_SUPPLIED MATERIAL_:
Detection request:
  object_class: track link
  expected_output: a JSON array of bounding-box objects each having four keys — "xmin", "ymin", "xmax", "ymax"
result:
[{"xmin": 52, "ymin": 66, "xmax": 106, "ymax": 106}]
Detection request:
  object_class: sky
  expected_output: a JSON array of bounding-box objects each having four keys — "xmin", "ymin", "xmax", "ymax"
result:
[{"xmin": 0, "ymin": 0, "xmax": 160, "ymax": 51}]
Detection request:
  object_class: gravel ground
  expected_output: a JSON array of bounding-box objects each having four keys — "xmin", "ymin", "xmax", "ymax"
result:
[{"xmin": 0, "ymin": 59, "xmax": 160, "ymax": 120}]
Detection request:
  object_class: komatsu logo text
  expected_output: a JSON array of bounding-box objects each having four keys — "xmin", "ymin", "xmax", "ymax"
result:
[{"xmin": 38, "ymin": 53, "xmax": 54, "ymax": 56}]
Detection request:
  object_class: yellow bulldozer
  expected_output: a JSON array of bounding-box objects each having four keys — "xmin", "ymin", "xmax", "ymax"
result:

_GOAL_: Copy all of the lines above verbatim.

_PROBLEM SOLUTION_:
Detection request:
  object_class: track link
  expected_output: a JSON array of bounding-box objects each having four keys — "xmin", "ymin", "xmax", "ymax"
result:
[{"xmin": 52, "ymin": 66, "xmax": 106, "ymax": 106}]
Detection request:
  object_class: sky
  expected_output: a JSON array of bounding-box objects each having four keys — "xmin", "ymin", "xmax", "ymax"
result:
[{"xmin": 0, "ymin": 0, "xmax": 160, "ymax": 51}]
Detection request:
  object_class: gravel ground
  expected_output: a JSON array of bounding-box objects each having four keys — "xmin", "ymin", "xmax", "ymax"
result:
[{"xmin": 0, "ymin": 59, "xmax": 160, "ymax": 120}]
Detection request:
  object_class: komatsu logo text
  expected_output: a JSON array of bounding-box objects each having four keys — "xmin", "ymin", "xmax", "ymax"
result:
[{"xmin": 38, "ymin": 53, "xmax": 54, "ymax": 56}]
Detection request:
  object_class: yellow bulldozer
  expected_output: a JSON array of bounding-box objects each having four keys — "xmin", "ymin", "xmax", "ymax"
result:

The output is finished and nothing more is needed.